◆ The exercise ◆
Present every row below as a Markdown table with the columns "Index" and "Entry", where each row's sequential number goes under "Index" and its text under "Entry". Omit blank lines.

-------- Provided material

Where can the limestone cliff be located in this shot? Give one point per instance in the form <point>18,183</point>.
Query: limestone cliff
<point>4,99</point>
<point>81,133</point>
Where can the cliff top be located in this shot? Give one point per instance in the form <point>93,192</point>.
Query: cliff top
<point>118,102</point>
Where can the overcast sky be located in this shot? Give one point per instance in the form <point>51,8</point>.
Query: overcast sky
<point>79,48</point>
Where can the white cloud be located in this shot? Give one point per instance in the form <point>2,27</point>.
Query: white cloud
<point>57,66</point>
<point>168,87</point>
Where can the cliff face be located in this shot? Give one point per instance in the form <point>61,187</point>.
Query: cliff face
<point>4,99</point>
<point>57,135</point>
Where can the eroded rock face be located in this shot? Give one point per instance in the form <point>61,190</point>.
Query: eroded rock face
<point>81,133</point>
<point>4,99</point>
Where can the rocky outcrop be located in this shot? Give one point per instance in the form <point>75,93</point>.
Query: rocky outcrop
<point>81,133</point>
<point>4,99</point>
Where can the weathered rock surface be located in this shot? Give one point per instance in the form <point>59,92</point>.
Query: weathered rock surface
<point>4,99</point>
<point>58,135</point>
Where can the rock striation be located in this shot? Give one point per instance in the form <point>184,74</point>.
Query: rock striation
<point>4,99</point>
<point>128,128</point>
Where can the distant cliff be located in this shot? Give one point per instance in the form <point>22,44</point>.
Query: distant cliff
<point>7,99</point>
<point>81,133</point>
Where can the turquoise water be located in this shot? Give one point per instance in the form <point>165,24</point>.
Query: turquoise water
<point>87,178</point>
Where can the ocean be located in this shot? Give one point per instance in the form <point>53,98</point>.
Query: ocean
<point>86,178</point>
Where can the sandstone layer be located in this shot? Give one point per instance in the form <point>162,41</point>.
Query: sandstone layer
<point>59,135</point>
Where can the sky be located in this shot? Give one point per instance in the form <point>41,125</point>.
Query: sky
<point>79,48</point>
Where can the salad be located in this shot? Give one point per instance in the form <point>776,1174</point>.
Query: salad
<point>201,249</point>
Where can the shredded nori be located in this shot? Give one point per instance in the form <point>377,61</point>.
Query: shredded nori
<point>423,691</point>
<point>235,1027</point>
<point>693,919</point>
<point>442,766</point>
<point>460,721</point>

----------------

◆ Response to the task ◆
| Index | Entry |
|---|---|
| 1 | Where can the limestone cliff be located in this shot? Give one point per instance in the form <point>18,183</point>. |
| 2 | Query: limestone cliff |
| 3 | <point>4,99</point> |
| 4 | <point>81,133</point> |
| 5 | Where can the cliff top be located in this shot? Give one point per instance in the form <point>93,192</point>. |
| 6 | Query: cliff top |
| 7 | <point>118,102</point> |
| 8 | Where can the overcast sky be located in this shot? Give one point per instance in the form <point>51,8</point>. |
| 9 | Query: overcast sky |
| 10 | <point>79,48</point> |
| 11 | Where can the white cloud be located in this shot? Give one point per instance in the form <point>2,27</point>. |
| 12 | Query: white cloud |
| 13 | <point>57,66</point> |
| 14 | <point>168,87</point> |
| 15 | Where can the cliff face be located in this shot? Give one point per instance in the form <point>61,187</point>. |
| 16 | Query: cliff face |
| 17 | <point>4,99</point> |
| 18 | <point>57,135</point> |
| 19 | Where can the eroded rock face be located in this shot? Give one point per instance in the form <point>61,190</point>. |
| 20 | Query: eroded rock face |
| 21 | <point>81,133</point> |
| 22 | <point>4,99</point> |
| 23 | Where can the rocky outcrop be located in this shot? Give one point per instance in the form <point>75,93</point>. |
| 24 | Query: rocky outcrop |
| 25 | <point>81,133</point> |
| 26 | <point>4,99</point> |
| 27 | Where can the weathered rock surface be located in this shot? Give one point per instance in the form <point>59,92</point>. |
| 28 | Query: weathered rock surface |
| 29 | <point>4,99</point> |
| 30 | <point>58,135</point> |
| 31 | Where can the rock striation be located in this shot? Give one point per instance in the form <point>184,74</point>. |
| 32 | Query: rock striation |
| 33 | <point>4,99</point> |
| 34 | <point>128,128</point> |
| 35 | Where can the distant cliff be located in this shot? Give one point per instance in the form <point>22,44</point>. |
| 36 | Query: distant cliff |
| 37 | <point>7,99</point> |
| 38 | <point>81,133</point> |
| 39 | Where can the turquoise water be located in this shot? Give one point per instance in the form <point>165,24</point>. |
| 40 | Query: turquoise water |
| 41 | <point>87,178</point> |
| 42 | Where can the ocean be located in this shot? Give one point per instance in the form <point>53,98</point>. |
| 43 | Query: ocean |
| 44 | <point>86,178</point> |
| 45 | Where can the sandstone layer be located in this shot? Give one point per instance in the form <point>162,41</point>. |
| 46 | Query: sandstone layer |
| 47 | <point>59,135</point> |
| 48 | Where can the sky be located in this shot? Give one point per instance in the form <point>41,125</point>. |
| 49 | Query: sky |
| 50 | <point>79,48</point> |
| 51 | Where can the salad be located in this shot? Give one point per instance in the form <point>776,1174</point>. |
| 52 | Query: salad |
| 53 | <point>201,249</point> |
| 54 | Where can the shredded nori be located in this shot? Give one point per instance in the form <point>377,61</point>. |
| 55 | Query: shredded nori |
| 56 | <point>423,691</point> |
| 57 | <point>235,1027</point> |
| 58 | <point>693,919</point> |
| 59 | <point>442,766</point> |
| 60 | <point>460,721</point> |